# Source
╭──

# Assessing multicollinearity of dichotomous predictor variables

I'm working on a project where we observe behaviour on a task (eg. response time) and model this behaviour as a function of several experimentally manipulated variables as well as several observed variable (participant sex, participant IQ, responses on a follow-up questionnaire). I don't have concerns about multicollinearity amongst the experimental variables because they were specifically manipulated to be independent, but I am concerned about the observed variables. However, I'm unsure how to assess independence amongst the observed variables, partially because I seem to get somewhat different results depending on how I set up the assessent, and also because I'm not very familiar with correlation in the context where one or both variables are dichotomous.

╰──

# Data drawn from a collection
╭──

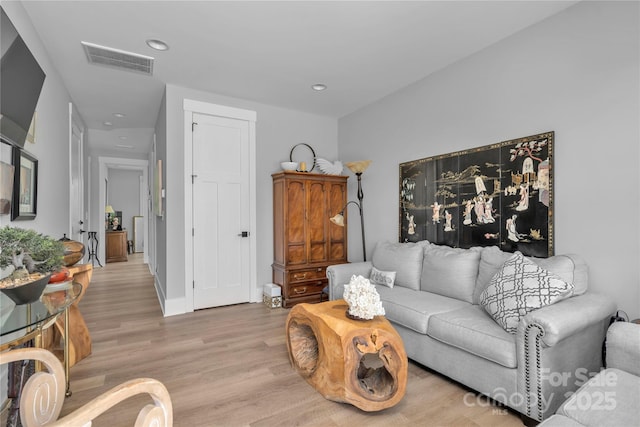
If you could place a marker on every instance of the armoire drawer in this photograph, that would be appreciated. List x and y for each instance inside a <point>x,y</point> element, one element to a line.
<point>308,288</point>
<point>307,274</point>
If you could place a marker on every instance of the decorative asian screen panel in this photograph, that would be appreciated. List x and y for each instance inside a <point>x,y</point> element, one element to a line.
<point>496,195</point>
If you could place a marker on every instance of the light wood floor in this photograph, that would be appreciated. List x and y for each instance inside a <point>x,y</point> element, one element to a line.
<point>229,366</point>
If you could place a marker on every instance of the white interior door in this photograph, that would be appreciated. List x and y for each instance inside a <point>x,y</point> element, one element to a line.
<point>221,251</point>
<point>76,219</point>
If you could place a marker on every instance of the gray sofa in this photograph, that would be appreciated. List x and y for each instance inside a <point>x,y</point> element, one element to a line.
<point>434,305</point>
<point>611,398</point>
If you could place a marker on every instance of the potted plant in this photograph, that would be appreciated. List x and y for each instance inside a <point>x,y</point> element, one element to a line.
<point>27,259</point>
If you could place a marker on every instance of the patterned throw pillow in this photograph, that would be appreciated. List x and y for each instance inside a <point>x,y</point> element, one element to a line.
<point>520,287</point>
<point>386,278</point>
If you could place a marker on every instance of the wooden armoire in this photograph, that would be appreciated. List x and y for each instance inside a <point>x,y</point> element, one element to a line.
<point>305,242</point>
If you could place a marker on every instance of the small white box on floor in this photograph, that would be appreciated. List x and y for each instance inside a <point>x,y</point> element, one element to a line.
<point>272,296</point>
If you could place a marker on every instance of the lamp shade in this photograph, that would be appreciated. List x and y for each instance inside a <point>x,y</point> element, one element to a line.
<point>338,219</point>
<point>359,166</point>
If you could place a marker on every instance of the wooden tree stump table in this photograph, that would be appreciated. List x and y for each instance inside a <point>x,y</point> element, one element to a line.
<point>361,362</point>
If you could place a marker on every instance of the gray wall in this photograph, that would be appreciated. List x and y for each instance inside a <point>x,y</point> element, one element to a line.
<point>52,138</point>
<point>576,73</point>
<point>277,130</point>
<point>124,195</point>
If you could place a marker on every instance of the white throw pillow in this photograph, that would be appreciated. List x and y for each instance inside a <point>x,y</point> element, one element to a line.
<point>379,277</point>
<point>403,258</point>
<point>520,287</point>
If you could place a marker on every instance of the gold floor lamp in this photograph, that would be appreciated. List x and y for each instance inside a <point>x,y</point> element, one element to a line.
<point>357,168</point>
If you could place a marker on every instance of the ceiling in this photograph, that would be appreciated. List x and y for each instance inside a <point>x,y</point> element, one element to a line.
<point>269,52</point>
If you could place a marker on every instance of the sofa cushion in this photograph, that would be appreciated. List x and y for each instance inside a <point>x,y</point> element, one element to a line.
<point>451,272</point>
<point>570,267</point>
<point>608,399</point>
<point>403,258</point>
<point>473,330</point>
<point>379,277</point>
<point>413,309</point>
<point>519,287</point>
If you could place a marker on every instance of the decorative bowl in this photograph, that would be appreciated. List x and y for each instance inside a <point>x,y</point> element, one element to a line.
<point>289,166</point>
<point>28,292</point>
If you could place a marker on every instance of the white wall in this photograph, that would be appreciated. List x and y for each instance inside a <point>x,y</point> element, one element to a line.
<point>576,73</point>
<point>52,138</point>
<point>277,131</point>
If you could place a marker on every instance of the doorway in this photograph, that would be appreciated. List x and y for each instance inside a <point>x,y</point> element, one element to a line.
<point>106,163</point>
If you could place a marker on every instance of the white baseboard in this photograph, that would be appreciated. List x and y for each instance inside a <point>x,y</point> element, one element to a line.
<point>170,307</point>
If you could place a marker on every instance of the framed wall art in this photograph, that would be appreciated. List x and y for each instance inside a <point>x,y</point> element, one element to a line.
<point>6,187</point>
<point>25,185</point>
<point>495,195</point>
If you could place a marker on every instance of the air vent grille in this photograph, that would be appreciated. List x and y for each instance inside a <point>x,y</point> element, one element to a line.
<point>102,55</point>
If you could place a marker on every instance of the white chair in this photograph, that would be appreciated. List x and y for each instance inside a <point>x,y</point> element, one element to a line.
<point>43,395</point>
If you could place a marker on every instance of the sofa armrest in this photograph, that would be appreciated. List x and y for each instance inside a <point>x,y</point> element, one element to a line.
<point>557,347</point>
<point>567,317</point>
<point>340,274</point>
<point>623,347</point>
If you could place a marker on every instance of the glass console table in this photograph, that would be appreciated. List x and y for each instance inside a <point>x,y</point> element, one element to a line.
<point>23,323</point>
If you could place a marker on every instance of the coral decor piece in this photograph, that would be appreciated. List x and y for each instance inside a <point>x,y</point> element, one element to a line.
<point>363,299</point>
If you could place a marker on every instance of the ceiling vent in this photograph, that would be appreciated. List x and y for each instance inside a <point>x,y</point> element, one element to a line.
<point>102,55</point>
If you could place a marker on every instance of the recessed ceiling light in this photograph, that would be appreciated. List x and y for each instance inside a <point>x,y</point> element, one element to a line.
<point>157,44</point>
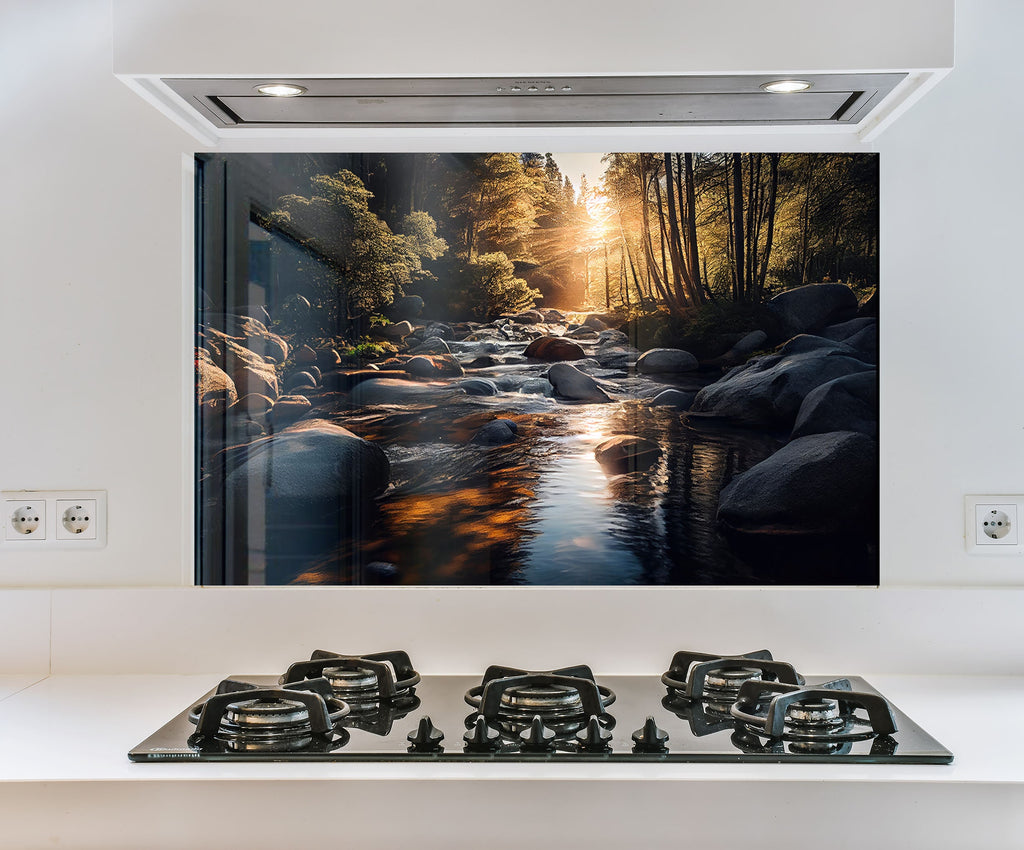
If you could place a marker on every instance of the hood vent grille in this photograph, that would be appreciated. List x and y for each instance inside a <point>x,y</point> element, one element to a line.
<point>492,101</point>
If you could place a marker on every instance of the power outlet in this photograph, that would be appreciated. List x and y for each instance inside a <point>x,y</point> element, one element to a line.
<point>54,518</point>
<point>990,524</point>
<point>25,519</point>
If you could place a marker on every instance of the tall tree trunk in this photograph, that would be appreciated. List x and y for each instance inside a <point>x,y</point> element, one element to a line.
<point>737,225</point>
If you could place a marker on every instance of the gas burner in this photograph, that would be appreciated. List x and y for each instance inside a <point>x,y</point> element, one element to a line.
<point>563,698</point>
<point>717,679</point>
<point>244,717</point>
<point>813,719</point>
<point>364,681</point>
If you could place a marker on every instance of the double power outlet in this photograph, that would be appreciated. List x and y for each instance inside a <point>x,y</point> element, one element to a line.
<point>991,524</point>
<point>53,518</point>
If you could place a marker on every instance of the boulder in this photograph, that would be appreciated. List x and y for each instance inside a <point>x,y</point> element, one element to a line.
<point>304,355</point>
<point>396,391</point>
<point>611,337</point>
<point>848,404</point>
<point>529,317</point>
<point>768,391</point>
<point>816,484</point>
<point>672,397</point>
<point>477,386</point>
<point>434,366</point>
<point>616,356</point>
<point>553,349</point>
<point>569,382</point>
<point>250,372</point>
<point>299,379</point>
<point>496,432</point>
<point>212,381</point>
<point>395,332</point>
<point>439,330</point>
<point>583,333</point>
<point>627,453</point>
<point>844,330</point>
<point>252,405</point>
<point>288,409</point>
<point>811,307</point>
<point>658,360</point>
<point>328,357</point>
<point>308,471</point>
<point>408,306</point>
<point>431,345</point>
<point>342,381</point>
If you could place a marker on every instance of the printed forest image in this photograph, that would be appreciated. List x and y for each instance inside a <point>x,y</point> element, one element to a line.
<point>538,369</point>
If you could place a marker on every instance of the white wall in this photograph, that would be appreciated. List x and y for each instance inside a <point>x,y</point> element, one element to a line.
<point>91,300</point>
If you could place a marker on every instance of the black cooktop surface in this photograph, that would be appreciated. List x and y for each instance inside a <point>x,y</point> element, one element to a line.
<point>629,718</point>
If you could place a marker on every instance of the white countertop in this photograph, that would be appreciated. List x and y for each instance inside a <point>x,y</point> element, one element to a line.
<point>64,742</point>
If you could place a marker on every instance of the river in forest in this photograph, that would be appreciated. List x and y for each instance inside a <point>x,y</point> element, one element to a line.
<point>541,510</point>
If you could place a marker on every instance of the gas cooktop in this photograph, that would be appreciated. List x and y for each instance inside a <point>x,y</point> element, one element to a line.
<point>705,708</point>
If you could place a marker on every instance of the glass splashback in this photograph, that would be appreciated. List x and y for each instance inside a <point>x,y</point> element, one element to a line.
<point>537,369</point>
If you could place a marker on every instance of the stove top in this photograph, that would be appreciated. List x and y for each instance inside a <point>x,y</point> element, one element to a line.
<point>704,709</point>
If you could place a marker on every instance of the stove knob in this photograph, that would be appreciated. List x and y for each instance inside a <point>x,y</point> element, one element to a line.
<point>650,738</point>
<point>595,737</point>
<point>538,738</point>
<point>426,738</point>
<point>481,738</point>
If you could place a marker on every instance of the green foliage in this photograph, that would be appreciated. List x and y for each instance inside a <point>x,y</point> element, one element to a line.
<point>491,288</point>
<point>354,263</point>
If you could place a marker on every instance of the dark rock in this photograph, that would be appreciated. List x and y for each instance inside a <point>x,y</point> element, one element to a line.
<point>673,397</point>
<point>252,405</point>
<point>616,356</point>
<point>478,386</point>
<point>409,306</point>
<point>569,382</point>
<point>769,390</point>
<point>848,404</point>
<point>529,317</point>
<point>583,333</point>
<point>395,391</point>
<point>845,330</point>
<point>554,348</point>
<point>439,330</point>
<point>344,381</point>
<point>815,484</point>
<point>328,358</point>
<point>626,453</point>
<point>299,379</point>
<point>813,306</point>
<point>305,354</point>
<point>310,470</point>
<point>434,366</point>
<point>289,409</point>
<point>658,360</point>
<point>497,432</point>
<point>380,572</point>
<point>431,345</point>
<point>612,337</point>
<point>395,332</point>
<point>868,305</point>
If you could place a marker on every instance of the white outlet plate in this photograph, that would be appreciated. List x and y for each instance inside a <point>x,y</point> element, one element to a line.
<point>25,520</point>
<point>52,534</point>
<point>979,514</point>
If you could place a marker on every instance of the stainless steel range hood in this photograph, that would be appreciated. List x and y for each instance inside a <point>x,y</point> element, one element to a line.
<point>478,69</point>
<point>514,101</point>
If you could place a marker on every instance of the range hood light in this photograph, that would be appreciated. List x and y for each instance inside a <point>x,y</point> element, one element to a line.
<point>785,86</point>
<point>281,89</point>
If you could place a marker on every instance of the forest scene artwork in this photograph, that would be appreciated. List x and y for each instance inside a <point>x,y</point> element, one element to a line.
<point>538,369</point>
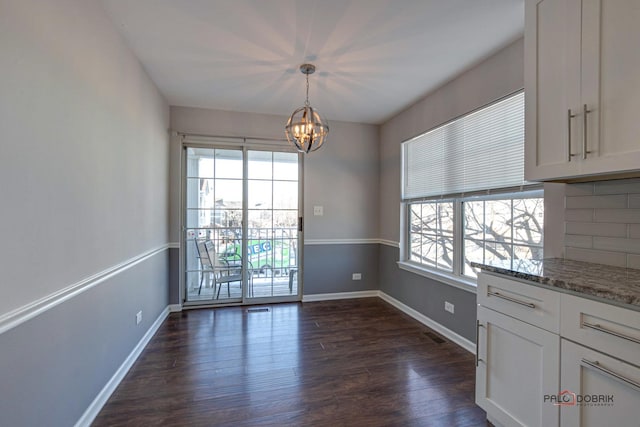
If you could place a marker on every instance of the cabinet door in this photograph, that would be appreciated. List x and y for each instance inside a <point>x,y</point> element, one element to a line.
<point>552,88</point>
<point>611,84</point>
<point>609,383</point>
<point>518,364</point>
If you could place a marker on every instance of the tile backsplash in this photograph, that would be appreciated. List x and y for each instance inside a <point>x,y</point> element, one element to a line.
<point>602,222</point>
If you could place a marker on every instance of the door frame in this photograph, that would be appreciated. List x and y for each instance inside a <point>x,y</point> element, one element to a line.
<point>244,144</point>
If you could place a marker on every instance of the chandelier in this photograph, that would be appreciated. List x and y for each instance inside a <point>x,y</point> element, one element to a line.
<point>306,129</point>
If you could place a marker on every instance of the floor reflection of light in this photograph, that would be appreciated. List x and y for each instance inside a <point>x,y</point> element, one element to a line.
<point>271,344</point>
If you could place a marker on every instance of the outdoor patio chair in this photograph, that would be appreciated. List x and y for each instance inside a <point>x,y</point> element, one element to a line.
<point>208,268</point>
<point>227,270</point>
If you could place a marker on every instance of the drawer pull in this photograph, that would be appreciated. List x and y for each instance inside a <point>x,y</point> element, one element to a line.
<point>478,326</point>
<point>517,301</point>
<point>599,328</point>
<point>598,367</point>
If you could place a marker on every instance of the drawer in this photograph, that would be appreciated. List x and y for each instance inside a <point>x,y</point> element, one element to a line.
<point>531,304</point>
<point>608,328</point>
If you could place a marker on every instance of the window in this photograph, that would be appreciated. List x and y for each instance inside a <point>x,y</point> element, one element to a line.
<point>464,194</point>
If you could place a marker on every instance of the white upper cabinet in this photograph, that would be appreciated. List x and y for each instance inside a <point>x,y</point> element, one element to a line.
<point>582,88</point>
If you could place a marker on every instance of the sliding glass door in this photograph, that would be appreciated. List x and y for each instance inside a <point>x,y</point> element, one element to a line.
<point>241,234</point>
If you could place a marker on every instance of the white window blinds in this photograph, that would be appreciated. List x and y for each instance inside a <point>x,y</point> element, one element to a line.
<point>479,151</point>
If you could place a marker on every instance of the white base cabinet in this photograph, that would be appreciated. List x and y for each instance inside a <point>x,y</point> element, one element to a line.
<point>538,348</point>
<point>517,365</point>
<point>600,390</point>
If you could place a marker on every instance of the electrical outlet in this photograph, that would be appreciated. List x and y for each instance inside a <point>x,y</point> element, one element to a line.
<point>449,307</point>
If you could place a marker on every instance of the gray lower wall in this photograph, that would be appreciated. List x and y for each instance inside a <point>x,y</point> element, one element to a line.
<point>54,365</point>
<point>428,296</point>
<point>328,268</point>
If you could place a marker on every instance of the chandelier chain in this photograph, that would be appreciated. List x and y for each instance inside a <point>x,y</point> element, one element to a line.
<point>306,102</point>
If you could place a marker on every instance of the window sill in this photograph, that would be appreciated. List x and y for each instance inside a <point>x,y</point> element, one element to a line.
<point>465,284</point>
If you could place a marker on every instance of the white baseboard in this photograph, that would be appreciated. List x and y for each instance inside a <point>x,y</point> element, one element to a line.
<point>442,330</point>
<point>175,308</point>
<point>96,406</point>
<point>340,295</point>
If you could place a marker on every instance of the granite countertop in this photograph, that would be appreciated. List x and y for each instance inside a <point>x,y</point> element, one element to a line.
<point>598,281</point>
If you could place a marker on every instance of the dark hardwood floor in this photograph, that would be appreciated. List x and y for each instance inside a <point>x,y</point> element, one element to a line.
<point>356,362</point>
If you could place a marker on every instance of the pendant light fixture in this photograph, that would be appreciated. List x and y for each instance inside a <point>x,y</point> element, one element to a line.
<point>306,129</point>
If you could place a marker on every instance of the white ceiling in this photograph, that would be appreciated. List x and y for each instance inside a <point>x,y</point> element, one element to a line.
<point>373,57</point>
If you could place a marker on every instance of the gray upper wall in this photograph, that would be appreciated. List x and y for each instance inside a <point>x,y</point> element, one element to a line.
<point>499,75</point>
<point>83,150</point>
<point>342,176</point>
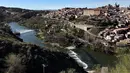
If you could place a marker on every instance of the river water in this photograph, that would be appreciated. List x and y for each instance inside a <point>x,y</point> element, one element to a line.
<point>90,58</point>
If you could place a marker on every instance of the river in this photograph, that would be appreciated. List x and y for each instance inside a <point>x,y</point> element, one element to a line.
<point>90,58</point>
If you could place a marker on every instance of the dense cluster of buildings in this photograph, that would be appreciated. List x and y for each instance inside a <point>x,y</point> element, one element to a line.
<point>121,32</point>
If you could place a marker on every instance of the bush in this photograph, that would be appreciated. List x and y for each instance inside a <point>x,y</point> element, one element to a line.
<point>14,64</point>
<point>123,66</point>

╰──

# Instructions to follow
Carry on the question about multicollinearity among dichotomous predictors, starting right after its last sentence.

# Exercise result
For example, here are two different approaches to determining if sex is independent of IQ. I'm not a fan of null hypothesis significance testing, so in both approaches I build two models, one with a relationship and one without, then compute and AIC-corrected log likelihood ratio:

m1 = lm(IQ ~ 1)
m2 = lm(IQ ~ sex)
LLR1 = AIC(m1)-AIC(m2)

m3 = glm(sex~1,family='binomial')
m4 = glm(sex~IQ,family='binomial')
LLR2 = AIC(m3)-AIC(m4)


However, these approaches yield somewhat different answers; LLR1 is about 7, suggesting strong evidence in favor of a relationship, while LLR2 is about 0.3, suggesting very weak evidence in favor of a relationship.

Furthermore, if I attempt to assess the independence between sex and another dichotomous observed variable, "yn", the resultant LLR similarly depends on whether I set up the models to predict sex from yn, or to predict yn from sex.

Any suggestions on why these differences are arising and how to most reasonably proceed?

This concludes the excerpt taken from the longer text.